Please reproduce all of the records below word for word, leaving the pictures out of your answer.

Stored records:
— BEGIN —

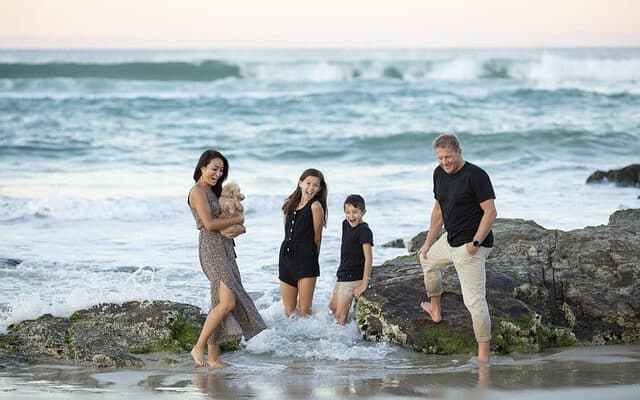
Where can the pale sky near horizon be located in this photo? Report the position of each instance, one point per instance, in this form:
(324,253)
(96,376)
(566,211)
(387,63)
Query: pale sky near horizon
(317,24)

— END —

» Full answer
Where can the pale sky near horizon be located in this photo? Report the position of each instance, one point per instance, in this form:
(324,253)
(96,376)
(566,211)
(387,63)
Query: pale sky near horizon
(317,24)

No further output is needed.